_Written problem_.
Return every record below exactly as written, omitting any pictures.

───── Data provided ─────

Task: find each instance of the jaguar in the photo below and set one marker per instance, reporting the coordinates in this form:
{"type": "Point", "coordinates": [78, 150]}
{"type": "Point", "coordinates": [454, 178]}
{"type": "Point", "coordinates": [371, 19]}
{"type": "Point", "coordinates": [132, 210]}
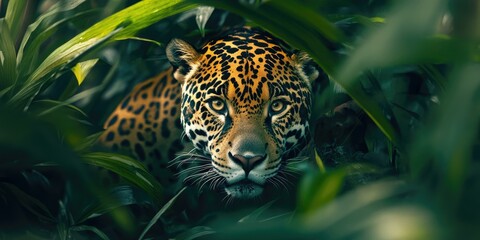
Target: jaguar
{"type": "Point", "coordinates": [243, 101]}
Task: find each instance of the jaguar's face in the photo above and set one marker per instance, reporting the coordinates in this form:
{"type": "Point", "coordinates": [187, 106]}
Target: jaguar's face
{"type": "Point", "coordinates": [246, 105]}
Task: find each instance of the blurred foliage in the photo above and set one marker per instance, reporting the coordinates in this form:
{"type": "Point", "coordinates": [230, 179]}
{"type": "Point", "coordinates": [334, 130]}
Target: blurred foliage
{"type": "Point", "coordinates": [396, 118]}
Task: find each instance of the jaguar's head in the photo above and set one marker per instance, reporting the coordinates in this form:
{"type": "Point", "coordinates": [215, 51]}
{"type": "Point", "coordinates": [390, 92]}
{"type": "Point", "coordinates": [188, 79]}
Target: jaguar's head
{"type": "Point", "coordinates": [246, 103]}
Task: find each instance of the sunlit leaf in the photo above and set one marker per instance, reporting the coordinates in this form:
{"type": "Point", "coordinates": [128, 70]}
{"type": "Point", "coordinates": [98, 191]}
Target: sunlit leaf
{"type": "Point", "coordinates": [35, 36]}
{"type": "Point", "coordinates": [30, 203]}
{"type": "Point", "coordinates": [92, 229]}
{"type": "Point", "coordinates": [14, 16]}
{"type": "Point", "coordinates": [202, 16]}
{"type": "Point", "coordinates": [118, 197]}
{"type": "Point", "coordinates": [82, 69]}
{"type": "Point", "coordinates": [120, 25]}
{"type": "Point", "coordinates": [318, 160]}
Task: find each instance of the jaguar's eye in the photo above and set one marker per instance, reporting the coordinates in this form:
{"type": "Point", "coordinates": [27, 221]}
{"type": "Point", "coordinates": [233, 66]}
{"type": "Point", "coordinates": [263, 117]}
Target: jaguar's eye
{"type": "Point", "coordinates": [278, 106]}
{"type": "Point", "coordinates": [217, 105]}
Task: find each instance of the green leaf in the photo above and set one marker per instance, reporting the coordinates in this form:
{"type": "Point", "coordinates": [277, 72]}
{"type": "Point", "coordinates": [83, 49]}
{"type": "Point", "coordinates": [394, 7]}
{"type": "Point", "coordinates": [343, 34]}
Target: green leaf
{"type": "Point", "coordinates": [202, 16]}
{"type": "Point", "coordinates": [14, 16]}
{"type": "Point", "coordinates": [160, 213]}
{"type": "Point", "coordinates": [8, 65]}
{"type": "Point", "coordinates": [253, 217]}
{"type": "Point", "coordinates": [194, 233]}
{"type": "Point", "coordinates": [121, 25]}
{"type": "Point", "coordinates": [82, 69]}
{"type": "Point", "coordinates": [129, 169]}
{"type": "Point", "coordinates": [35, 36]}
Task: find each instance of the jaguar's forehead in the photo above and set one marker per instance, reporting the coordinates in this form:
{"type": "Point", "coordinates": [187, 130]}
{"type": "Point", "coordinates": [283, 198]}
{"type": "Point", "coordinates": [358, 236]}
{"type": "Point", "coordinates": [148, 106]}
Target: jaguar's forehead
{"type": "Point", "coordinates": [247, 67]}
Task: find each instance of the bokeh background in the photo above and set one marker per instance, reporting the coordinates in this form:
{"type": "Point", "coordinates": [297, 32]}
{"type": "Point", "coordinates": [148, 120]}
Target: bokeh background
{"type": "Point", "coordinates": [396, 116]}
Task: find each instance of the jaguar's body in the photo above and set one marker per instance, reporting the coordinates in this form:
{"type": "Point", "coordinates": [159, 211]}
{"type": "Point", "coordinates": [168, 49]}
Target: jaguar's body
{"type": "Point", "coordinates": [243, 100]}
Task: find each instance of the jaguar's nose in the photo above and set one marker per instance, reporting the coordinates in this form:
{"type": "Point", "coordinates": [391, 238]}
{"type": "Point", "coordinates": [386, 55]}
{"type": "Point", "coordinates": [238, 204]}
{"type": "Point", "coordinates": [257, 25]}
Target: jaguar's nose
{"type": "Point", "coordinates": [247, 162]}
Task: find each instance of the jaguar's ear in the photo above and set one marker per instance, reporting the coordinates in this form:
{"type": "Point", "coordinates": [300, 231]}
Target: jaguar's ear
{"type": "Point", "coordinates": [182, 56]}
{"type": "Point", "coordinates": [307, 65]}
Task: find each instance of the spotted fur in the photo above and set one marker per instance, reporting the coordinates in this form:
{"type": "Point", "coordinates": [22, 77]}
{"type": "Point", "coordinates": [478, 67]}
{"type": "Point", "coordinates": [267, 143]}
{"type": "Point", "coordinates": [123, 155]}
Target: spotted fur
{"type": "Point", "coordinates": [243, 100]}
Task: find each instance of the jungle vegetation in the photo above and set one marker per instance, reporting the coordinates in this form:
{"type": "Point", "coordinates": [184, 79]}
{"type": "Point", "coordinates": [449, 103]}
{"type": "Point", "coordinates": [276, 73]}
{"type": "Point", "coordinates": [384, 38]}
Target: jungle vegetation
{"type": "Point", "coordinates": [400, 163]}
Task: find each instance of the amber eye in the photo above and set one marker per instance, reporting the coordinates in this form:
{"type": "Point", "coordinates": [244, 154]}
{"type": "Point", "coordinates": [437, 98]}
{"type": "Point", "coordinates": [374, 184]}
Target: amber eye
{"type": "Point", "coordinates": [277, 106]}
{"type": "Point", "coordinates": [217, 104]}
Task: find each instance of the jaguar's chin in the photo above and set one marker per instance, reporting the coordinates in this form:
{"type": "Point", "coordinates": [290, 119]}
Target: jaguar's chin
{"type": "Point", "coordinates": [244, 189]}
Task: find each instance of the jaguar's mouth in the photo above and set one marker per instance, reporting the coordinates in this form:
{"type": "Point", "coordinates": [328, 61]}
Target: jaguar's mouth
{"type": "Point", "coordinates": [244, 189]}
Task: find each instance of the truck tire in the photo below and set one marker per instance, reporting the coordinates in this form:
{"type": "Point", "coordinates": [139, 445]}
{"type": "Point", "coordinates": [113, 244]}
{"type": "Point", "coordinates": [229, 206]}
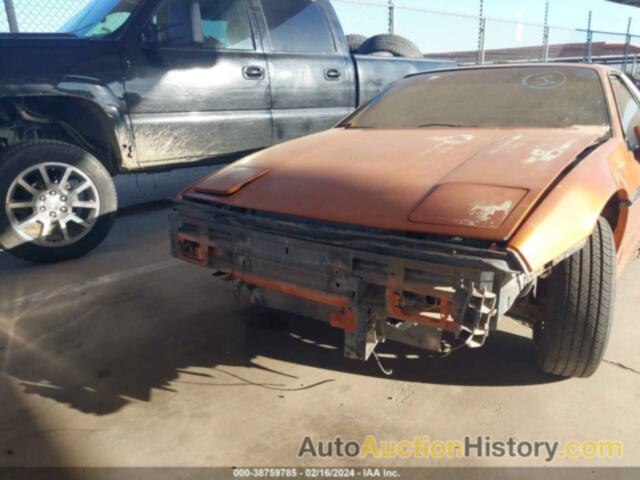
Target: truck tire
{"type": "Point", "coordinates": [355, 41]}
{"type": "Point", "coordinates": [58, 201]}
{"type": "Point", "coordinates": [395, 44]}
{"type": "Point", "coordinates": [571, 340]}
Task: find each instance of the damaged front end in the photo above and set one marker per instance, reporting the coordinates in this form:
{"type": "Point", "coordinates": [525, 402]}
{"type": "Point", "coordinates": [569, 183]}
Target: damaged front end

─────

_Output of the exercise_.
Task: find each instance of the jaguar in the photo below and set one marker per instance, reporting the coordinates in this form:
{"type": "Point", "coordinates": [78, 150]}
{"type": "Point", "coordinates": [454, 178]}
{"type": "Point", "coordinates": [371, 19]}
{"type": "Point", "coordinates": [132, 210]}
Target: jaguar
{"type": "Point", "coordinates": [243, 101]}
Task: find each instance of the jaguar's face in the photo above and set one marker per instance, reporting the coordinates in this form:
{"type": "Point", "coordinates": [187, 106]}
Target: jaguar's face
{"type": "Point", "coordinates": [246, 105]}
Task: find each instance of the blurred foliage in the photo above and set one marker per instance, reporting the coordinates in this form:
{"type": "Point", "coordinates": [230, 179]}
{"type": "Point", "coordinates": [334, 130]}
Target: blurred foliage
{"type": "Point", "coordinates": [396, 118]}
Task: find each instance of the jaguar's head in the photo above and set one marker per instance, reporting the coordinates in this form:
{"type": "Point", "coordinates": [215, 51]}
{"type": "Point", "coordinates": [390, 92]}
{"type": "Point", "coordinates": [188, 79]}
Target: jaguar's head
{"type": "Point", "coordinates": [246, 103]}
Task: find each instance of the sunlit leaf in the photo above and set one marker per instance, reporting the coordinates in this form:
{"type": "Point", "coordinates": [128, 70]}
{"type": "Point", "coordinates": [98, 191]}
Target: sunlit leaf
{"type": "Point", "coordinates": [35, 36]}
{"type": "Point", "coordinates": [30, 203]}
{"type": "Point", "coordinates": [92, 229]}
{"type": "Point", "coordinates": [14, 16]}
{"type": "Point", "coordinates": [202, 16]}
{"type": "Point", "coordinates": [118, 197]}
{"type": "Point", "coordinates": [82, 69]}
{"type": "Point", "coordinates": [120, 25]}
{"type": "Point", "coordinates": [318, 160]}
Task: find each instance of the jaguar's eye in the photo above and set one marker per instance, reporting the coordinates in this form:
{"type": "Point", "coordinates": [27, 221]}
{"type": "Point", "coordinates": [233, 66]}
{"type": "Point", "coordinates": [263, 117]}
Target: jaguar's eye
{"type": "Point", "coordinates": [278, 106]}
{"type": "Point", "coordinates": [217, 105]}
Task: find each instance of the green leaf in the photo above and set one marker per instance, reporting the coordinates in this form:
{"type": "Point", "coordinates": [277, 72]}
{"type": "Point", "coordinates": [83, 49]}
{"type": "Point", "coordinates": [394, 7]}
{"type": "Point", "coordinates": [343, 34]}
Target: green leaf
{"type": "Point", "coordinates": [202, 16]}
{"type": "Point", "coordinates": [14, 16]}
{"type": "Point", "coordinates": [160, 213]}
{"type": "Point", "coordinates": [8, 65]}
{"type": "Point", "coordinates": [253, 217]}
{"type": "Point", "coordinates": [194, 233]}
{"type": "Point", "coordinates": [121, 25]}
{"type": "Point", "coordinates": [82, 69]}
{"type": "Point", "coordinates": [129, 169]}
{"type": "Point", "coordinates": [35, 36]}
Task: find each instance of the jaguar's forehead in the photo above and set one marker per instance, reporting the coordinates in this form:
{"type": "Point", "coordinates": [187, 130]}
{"type": "Point", "coordinates": [283, 198]}
{"type": "Point", "coordinates": [358, 236]}
{"type": "Point", "coordinates": [148, 106]}
Target: jaguar's forehead
{"type": "Point", "coordinates": [247, 67]}
Task: find each instance of the bokeh background in the photo above and set one marker per instance, reporting the coordinates in this form:
{"type": "Point", "coordinates": [297, 32]}
{"type": "Point", "coordinates": [148, 120]}
Target: bokeh background
{"type": "Point", "coordinates": [396, 116]}
Task: find each instance of the jaguar's body in the photo above and set one marker per instance, reporting the coordinates in this form:
{"type": "Point", "coordinates": [159, 211]}
{"type": "Point", "coordinates": [168, 49]}
Target: jaguar's body
{"type": "Point", "coordinates": [243, 100]}
Task: find each instance of the jaguar's nose in the photo above and set one marker per instance, reporting the coordinates in this form:
{"type": "Point", "coordinates": [391, 238]}
{"type": "Point", "coordinates": [386, 55]}
{"type": "Point", "coordinates": [238, 204]}
{"type": "Point", "coordinates": [257, 25]}
Target: jaguar's nose
{"type": "Point", "coordinates": [247, 162]}
Task: find each instance of the jaguar's ear in the photo above and set one marker per instance, reporting the coordinates in this form:
{"type": "Point", "coordinates": [300, 231]}
Target: jaguar's ear
{"type": "Point", "coordinates": [182, 56]}
{"type": "Point", "coordinates": [307, 65]}
Task: find each instance of the spotted fur in the photo above and set one marker per instance, reporting the coordinates in this form:
{"type": "Point", "coordinates": [22, 77]}
{"type": "Point", "coordinates": [478, 67]}
{"type": "Point", "coordinates": [267, 143]}
{"type": "Point", "coordinates": [123, 155]}
Target: spotted fur
{"type": "Point", "coordinates": [243, 100]}
Task: find each instance of the jungle vegetation in the photo above and set one marker per instance, reporting the coordinates in this form:
{"type": "Point", "coordinates": [184, 79]}
{"type": "Point", "coordinates": [449, 103]}
{"type": "Point", "coordinates": [276, 73]}
{"type": "Point", "coordinates": [384, 38]}
Target: jungle vegetation
{"type": "Point", "coordinates": [400, 163]}
Task: find each instance of the amber eye in the photo above and set one marker per instance, reporting the coordinates in this form:
{"type": "Point", "coordinates": [244, 154]}
{"type": "Point", "coordinates": [437, 98]}
{"type": "Point", "coordinates": [374, 184]}
Target: amber eye
{"type": "Point", "coordinates": [277, 106]}
{"type": "Point", "coordinates": [217, 104]}
Task: find each instance of the jaguar's chin in the photo above and set one marker per instance, reporting the coordinates in this form:
{"type": "Point", "coordinates": [290, 119]}
Target: jaguar's chin
{"type": "Point", "coordinates": [244, 189]}
Task: find each instance of the jaguar's mouth in the photo above and set one marker per instance, reporting the coordinates in this form:
{"type": "Point", "coordinates": [328, 61]}
Target: jaguar's mouth
{"type": "Point", "coordinates": [244, 189]}
Task: find each instance of the truck tire in the photo below and set one marker per instance, reporting the coordinates in this form:
{"type": "Point", "coordinates": [139, 445]}
{"type": "Point", "coordinates": [113, 244]}
{"type": "Point", "coordinates": [229, 206]}
Target: truck tire
{"type": "Point", "coordinates": [355, 41]}
{"type": "Point", "coordinates": [58, 201]}
{"type": "Point", "coordinates": [395, 44]}
{"type": "Point", "coordinates": [571, 340]}
Task: find each instance of the damaged front end in the photo above and set one marker per instance, reporting the coordinates in this form:
{"type": "Point", "coordinates": [525, 402]}
{"type": "Point", "coordinates": [569, 183]}
Target: damaged front end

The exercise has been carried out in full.